RECORDS FOR THE EXERCISE:
::::::::

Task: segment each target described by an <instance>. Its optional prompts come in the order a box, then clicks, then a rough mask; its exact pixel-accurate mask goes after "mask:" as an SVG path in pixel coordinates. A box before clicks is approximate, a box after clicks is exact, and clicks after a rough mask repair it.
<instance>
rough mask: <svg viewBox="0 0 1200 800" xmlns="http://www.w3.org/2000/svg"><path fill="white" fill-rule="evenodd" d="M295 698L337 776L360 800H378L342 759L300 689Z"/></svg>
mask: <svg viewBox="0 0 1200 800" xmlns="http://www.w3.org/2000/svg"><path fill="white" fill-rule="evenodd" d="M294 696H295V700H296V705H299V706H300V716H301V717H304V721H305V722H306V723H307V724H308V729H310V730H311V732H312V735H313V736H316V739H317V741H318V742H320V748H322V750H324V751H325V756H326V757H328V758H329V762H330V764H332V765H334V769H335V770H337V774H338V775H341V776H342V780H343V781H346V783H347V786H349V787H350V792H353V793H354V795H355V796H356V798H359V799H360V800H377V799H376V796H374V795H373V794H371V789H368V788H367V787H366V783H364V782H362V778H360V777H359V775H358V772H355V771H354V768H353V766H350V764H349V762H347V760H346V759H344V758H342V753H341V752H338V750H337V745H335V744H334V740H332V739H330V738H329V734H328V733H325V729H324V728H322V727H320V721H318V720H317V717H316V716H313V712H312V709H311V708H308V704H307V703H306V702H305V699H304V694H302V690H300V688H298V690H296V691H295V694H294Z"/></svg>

::::::::

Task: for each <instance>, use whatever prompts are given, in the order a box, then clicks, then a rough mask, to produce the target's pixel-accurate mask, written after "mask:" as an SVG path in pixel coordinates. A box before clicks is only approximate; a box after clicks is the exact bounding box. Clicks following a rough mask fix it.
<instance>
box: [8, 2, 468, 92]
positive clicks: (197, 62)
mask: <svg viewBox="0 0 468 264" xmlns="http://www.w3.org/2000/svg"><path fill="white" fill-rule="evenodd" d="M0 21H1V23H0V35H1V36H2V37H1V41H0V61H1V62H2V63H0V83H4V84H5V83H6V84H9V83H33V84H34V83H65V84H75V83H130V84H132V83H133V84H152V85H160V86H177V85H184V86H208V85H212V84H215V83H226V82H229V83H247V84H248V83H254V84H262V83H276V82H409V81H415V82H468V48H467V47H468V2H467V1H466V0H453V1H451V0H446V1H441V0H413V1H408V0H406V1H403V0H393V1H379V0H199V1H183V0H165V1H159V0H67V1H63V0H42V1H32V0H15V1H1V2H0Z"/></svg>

::::::::

DIRECTIONS FOR THIS TASK:
When you reach the line in the material above that holds "Task: for each", begin reproducing lines exactly, and stop after the line that holds "box: [8, 2, 468, 92]".

TASK SOLUTION:
Task: for each <instance>, use whatever prompts are given, in the order a box, then clicks, then a rough mask, to produce the target's pixel-accurate mask, written after "mask:" as an SVG path in pixel coordinates. A box before clicks is only approximate; a box after clicks is the exact bounding box. Clicks following a rough mask fix it.
<instance>
box: [8, 2, 468, 92]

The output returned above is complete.